◆ **The exercise**
Extract every line in the records below that contains the word "blue".

(Records from a dataset)
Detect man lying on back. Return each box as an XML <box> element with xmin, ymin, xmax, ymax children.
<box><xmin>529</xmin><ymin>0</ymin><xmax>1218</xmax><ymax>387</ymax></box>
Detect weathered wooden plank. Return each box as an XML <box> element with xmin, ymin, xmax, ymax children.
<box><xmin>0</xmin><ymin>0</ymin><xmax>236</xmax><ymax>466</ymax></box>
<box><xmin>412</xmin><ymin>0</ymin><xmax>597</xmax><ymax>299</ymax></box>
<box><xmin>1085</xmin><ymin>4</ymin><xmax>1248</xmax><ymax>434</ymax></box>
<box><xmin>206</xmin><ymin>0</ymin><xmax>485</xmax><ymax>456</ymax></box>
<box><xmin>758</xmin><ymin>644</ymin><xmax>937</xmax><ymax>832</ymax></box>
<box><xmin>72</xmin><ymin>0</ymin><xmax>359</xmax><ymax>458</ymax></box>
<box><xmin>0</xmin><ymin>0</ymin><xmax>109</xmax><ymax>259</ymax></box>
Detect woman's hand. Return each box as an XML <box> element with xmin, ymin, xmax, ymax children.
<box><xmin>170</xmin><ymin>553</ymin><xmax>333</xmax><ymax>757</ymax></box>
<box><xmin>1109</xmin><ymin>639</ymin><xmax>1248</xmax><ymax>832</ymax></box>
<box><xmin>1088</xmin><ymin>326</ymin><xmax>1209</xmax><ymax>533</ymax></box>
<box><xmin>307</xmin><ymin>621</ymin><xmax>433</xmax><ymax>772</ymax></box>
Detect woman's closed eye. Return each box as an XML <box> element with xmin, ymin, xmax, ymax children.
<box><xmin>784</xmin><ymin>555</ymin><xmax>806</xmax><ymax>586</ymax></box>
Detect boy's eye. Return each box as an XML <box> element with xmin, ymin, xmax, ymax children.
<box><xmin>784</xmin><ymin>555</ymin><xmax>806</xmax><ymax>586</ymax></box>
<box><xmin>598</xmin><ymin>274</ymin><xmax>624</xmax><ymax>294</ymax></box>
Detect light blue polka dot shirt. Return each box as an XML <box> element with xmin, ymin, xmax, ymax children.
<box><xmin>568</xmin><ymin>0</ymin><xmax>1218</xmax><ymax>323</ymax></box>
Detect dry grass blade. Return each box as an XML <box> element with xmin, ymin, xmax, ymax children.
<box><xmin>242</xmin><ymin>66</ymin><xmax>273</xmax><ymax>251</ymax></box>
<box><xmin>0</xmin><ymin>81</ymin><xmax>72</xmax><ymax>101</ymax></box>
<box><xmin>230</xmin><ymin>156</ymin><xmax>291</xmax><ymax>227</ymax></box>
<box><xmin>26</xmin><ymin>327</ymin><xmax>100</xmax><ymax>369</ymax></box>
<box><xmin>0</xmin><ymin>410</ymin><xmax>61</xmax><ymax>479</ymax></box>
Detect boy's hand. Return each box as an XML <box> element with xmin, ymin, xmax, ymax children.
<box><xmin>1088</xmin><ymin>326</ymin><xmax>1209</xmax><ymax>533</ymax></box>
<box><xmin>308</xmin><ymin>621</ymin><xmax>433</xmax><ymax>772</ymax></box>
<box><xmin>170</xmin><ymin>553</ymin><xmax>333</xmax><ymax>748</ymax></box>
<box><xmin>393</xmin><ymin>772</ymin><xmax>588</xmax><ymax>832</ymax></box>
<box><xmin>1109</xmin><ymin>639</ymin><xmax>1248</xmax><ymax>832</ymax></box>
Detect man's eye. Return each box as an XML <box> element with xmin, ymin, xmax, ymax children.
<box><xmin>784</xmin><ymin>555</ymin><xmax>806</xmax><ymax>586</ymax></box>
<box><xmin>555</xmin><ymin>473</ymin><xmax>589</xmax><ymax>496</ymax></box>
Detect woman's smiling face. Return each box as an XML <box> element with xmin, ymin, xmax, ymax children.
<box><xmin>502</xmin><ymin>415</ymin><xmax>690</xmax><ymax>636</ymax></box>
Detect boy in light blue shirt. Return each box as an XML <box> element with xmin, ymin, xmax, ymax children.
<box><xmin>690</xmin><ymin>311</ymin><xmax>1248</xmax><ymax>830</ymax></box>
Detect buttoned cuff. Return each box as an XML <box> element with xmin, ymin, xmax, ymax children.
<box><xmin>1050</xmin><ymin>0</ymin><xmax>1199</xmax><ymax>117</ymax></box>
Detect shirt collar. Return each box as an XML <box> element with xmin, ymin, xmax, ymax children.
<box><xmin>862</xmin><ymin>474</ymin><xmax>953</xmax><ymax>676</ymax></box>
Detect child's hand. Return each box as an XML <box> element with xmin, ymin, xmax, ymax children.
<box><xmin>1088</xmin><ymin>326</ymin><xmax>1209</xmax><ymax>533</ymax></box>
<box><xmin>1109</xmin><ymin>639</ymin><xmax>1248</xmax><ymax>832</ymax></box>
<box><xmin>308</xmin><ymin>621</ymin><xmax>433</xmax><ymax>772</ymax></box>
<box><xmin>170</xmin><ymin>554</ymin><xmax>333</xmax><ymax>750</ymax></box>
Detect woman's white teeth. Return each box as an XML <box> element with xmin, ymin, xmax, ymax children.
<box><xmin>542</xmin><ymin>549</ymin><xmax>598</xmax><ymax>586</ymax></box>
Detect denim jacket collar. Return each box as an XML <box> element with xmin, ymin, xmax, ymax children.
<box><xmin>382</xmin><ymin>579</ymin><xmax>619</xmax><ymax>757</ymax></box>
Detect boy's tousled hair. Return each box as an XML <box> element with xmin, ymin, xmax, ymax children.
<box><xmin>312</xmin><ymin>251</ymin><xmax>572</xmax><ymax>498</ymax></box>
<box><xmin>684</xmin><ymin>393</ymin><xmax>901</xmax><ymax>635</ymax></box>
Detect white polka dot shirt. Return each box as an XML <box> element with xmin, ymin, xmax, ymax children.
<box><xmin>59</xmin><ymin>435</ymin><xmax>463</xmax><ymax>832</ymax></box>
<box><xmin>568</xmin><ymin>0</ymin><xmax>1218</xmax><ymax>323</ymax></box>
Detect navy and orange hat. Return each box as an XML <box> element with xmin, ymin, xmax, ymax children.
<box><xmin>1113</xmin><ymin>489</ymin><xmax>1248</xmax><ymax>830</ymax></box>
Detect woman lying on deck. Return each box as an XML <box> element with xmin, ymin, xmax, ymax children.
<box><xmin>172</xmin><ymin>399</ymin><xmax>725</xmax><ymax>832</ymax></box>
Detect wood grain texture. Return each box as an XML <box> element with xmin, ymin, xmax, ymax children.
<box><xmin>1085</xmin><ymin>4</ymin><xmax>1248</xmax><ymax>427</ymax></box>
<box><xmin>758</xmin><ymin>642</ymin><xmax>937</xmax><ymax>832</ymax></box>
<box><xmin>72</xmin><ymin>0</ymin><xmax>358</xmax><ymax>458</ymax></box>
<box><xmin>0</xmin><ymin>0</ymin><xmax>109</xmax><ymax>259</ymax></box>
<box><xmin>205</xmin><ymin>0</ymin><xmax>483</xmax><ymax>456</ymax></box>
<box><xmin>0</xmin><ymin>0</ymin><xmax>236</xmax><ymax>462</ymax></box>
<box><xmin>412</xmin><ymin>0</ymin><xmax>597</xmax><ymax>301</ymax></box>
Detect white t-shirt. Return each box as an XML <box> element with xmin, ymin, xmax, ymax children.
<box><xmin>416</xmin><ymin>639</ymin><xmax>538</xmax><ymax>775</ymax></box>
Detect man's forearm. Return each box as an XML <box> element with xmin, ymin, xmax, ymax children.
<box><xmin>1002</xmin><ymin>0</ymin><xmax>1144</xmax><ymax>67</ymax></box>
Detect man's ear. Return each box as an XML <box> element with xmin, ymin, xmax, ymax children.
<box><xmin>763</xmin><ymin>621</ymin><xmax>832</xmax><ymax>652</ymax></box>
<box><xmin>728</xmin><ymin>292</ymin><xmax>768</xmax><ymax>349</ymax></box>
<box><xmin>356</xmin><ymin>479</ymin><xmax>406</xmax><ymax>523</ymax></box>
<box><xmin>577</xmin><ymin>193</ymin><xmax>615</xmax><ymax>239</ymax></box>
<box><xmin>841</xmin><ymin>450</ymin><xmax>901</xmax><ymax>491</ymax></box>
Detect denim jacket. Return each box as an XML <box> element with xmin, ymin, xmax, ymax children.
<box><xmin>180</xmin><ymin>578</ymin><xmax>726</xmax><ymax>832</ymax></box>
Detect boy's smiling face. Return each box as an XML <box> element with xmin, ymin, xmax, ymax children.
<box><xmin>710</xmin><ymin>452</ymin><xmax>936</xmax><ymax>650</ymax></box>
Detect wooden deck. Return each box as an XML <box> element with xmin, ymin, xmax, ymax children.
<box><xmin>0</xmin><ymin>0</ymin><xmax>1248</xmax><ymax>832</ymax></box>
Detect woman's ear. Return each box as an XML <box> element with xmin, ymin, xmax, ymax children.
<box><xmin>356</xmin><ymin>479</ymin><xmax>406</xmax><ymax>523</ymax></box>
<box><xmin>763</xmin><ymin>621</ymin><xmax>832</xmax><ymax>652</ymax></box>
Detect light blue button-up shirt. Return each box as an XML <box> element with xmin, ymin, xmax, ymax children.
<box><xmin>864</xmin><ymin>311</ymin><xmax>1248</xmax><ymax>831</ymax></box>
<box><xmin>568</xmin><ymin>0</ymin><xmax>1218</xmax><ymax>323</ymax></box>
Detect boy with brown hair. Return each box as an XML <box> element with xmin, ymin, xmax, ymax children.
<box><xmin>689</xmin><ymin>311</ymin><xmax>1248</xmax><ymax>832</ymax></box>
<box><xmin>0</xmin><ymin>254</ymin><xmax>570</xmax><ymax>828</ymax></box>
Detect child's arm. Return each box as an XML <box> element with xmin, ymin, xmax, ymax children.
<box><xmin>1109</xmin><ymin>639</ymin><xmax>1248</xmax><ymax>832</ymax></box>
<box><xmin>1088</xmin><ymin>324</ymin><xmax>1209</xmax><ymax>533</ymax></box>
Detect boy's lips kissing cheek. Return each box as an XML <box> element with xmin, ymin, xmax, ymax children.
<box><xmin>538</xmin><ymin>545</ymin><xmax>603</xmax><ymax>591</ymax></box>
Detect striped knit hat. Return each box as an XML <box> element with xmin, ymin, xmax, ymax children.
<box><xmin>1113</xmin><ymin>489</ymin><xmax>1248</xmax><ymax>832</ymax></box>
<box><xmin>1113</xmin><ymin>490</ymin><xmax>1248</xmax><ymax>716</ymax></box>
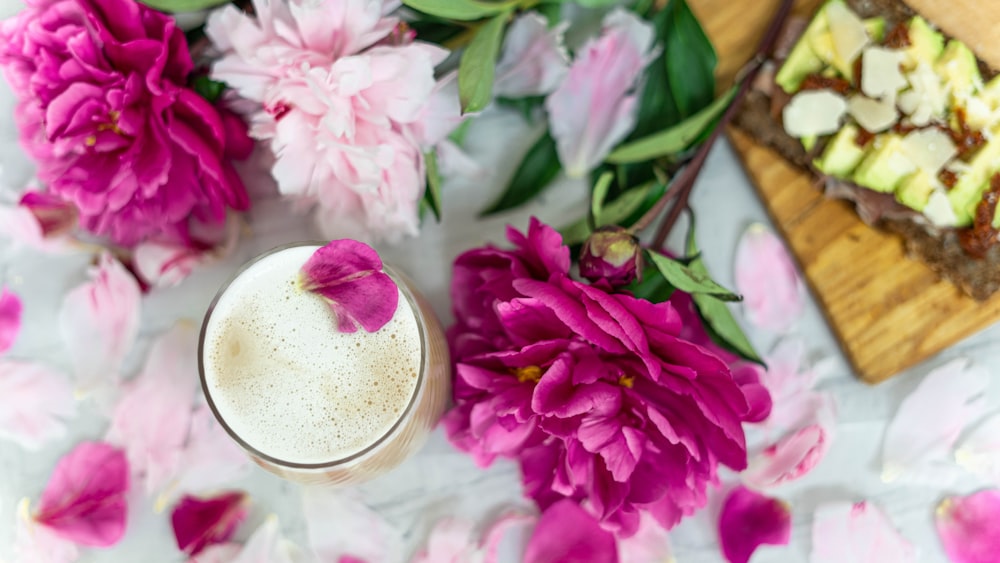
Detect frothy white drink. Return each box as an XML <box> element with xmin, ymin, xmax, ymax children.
<box><xmin>202</xmin><ymin>246</ymin><xmax>422</xmax><ymax>464</ymax></box>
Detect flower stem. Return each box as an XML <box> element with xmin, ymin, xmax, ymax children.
<box><xmin>643</xmin><ymin>0</ymin><xmax>792</xmax><ymax>249</ymax></box>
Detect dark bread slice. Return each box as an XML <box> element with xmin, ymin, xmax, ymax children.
<box><xmin>733</xmin><ymin>0</ymin><xmax>1000</xmax><ymax>300</ymax></box>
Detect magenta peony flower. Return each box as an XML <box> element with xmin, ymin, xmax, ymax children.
<box><xmin>0</xmin><ymin>0</ymin><xmax>248</xmax><ymax>246</ymax></box>
<box><xmin>206</xmin><ymin>0</ymin><xmax>448</xmax><ymax>240</ymax></box>
<box><xmin>445</xmin><ymin>220</ymin><xmax>769</xmax><ymax>536</ymax></box>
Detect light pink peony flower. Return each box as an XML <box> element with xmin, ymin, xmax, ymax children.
<box><xmin>206</xmin><ymin>0</ymin><xmax>447</xmax><ymax>240</ymax></box>
<box><xmin>545</xmin><ymin>9</ymin><xmax>655</xmax><ymax>177</ymax></box>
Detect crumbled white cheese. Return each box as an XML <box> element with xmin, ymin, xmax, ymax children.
<box><xmin>826</xmin><ymin>2</ymin><xmax>870</xmax><ymax>68</ymax></box>
<box><xmin>898</xmin><ymin>62</ymin><xmax>948</xmax><ymax>127</ymax></box>
<box><xmin>861</xmin><ymin>46</ymin><xmax>908</xmax><ymax>100</ymax></box>
<box><xmin>902</xmin><ymin>129</ymin><xmax>958</xmax><ymax>177</ymax></box>
<box><xmin>924</xmin><ymin>190</ymin><xmax>958</xmax><ymax>227</ymax></box>
<box><xmin>781</xmin><ymin>89</ymin><xmax>847</xmax><ymax>137</ymax></box>
<box><xmin>847</xmin><ymin>94</ymin><xmax>899</xmax><ymax>133</ymax></box>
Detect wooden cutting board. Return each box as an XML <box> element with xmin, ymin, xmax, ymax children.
<box><xmin>688</xmin><ymin>0</ymin><xmax>1000</xmax><ymax>383</ymax></box>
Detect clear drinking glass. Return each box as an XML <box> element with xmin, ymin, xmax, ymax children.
<box><xmin>198</xmin><ymin>243</ymin><xmax>451</xmax><ymax>485</ymax></box>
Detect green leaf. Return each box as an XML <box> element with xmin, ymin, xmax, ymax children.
<box><xmin>559</xmin><ymin>182</ymin><xmax>663</xmax><ymax>246</ymax></box>
<box><xmin>686</xmin><ymin>217</ymin><xmax>764</xmax><ymax>365</ymax></box>
<box><xmin>590</xmin><ymin>172</ymin><xmax>615</xmax><ymax>228</ymax></box>
<box><xmin>479</xmin><ymin>130</ymin><xmax>561</xmax><ymax>217</ymax></box>
<box><xmin>607</xmin><ymin>86</ymin><xmax>736</xmax><ymax>164</ymax></box>
<box><xmin>458</xmin><ymin>13</ymin><xmax>510</xmax><ymax>113</ymax></box>
<box><xmin>191</xmin><ymin>74</ymin><xmax>226</xmax><ymax>104</ymax></box>
<box><xmin>646</xmin><ymin>251</ymin><xmax>740</xmax><ymax>301</ymax></box>
<box><xmin>139</xmin><ymin>0</ymin><xmax>229</xmax><ymax>14</ymax></box>
<box><xmin>664</xmin><ymin>0</ymin><xmax>718</xmax><ymax>117</ymax></box>
<box><xmin>625</xmin><ymin>266</ymin><xmax>676</xmax><ymax>303</ymax></box>
<box><xmin>424</xmin><ymin>150</ymin><xmax>441</xmax><ymax>223</ymax></box>
<box><xmin>403</xmin><ymin>0</ymin><xmax>517</xmax><ymax>21</ymax></box>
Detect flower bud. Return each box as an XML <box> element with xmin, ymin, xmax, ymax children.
<box><xmin>580</xmin><ymin>226</ymin><xmax>642</xmax><ymax>286</ymax></box>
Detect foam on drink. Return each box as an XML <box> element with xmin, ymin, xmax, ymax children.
<box><xmin>203</xmin><ymin>246</ymin><xmax>423</xmax><ymax>464</ymax></box>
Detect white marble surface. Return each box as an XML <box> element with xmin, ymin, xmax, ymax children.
<box><xmin>0</xmin><ymin>2</ymin><xmax>1000</xmax><ymax>563</ymax></box>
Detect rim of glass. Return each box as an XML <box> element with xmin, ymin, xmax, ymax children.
<box><xmin>198</xmin><ymin>241</ymin><xmax>427</xmax><ymax>469</ymax></box>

◆ **Solution to the problem**
Detect light blue polka dot shirt. Return each box as an XML <box> element with xmin, ymin, xmax, ymax children.
Detect boy in light blue shirt. Return each box as an XML <box> element with xmin, ymin, xmax, ymax children.
Detect light blue button-up shirt. Return each box as an XML <box> element with xmin, ymin, xmax, ymax children.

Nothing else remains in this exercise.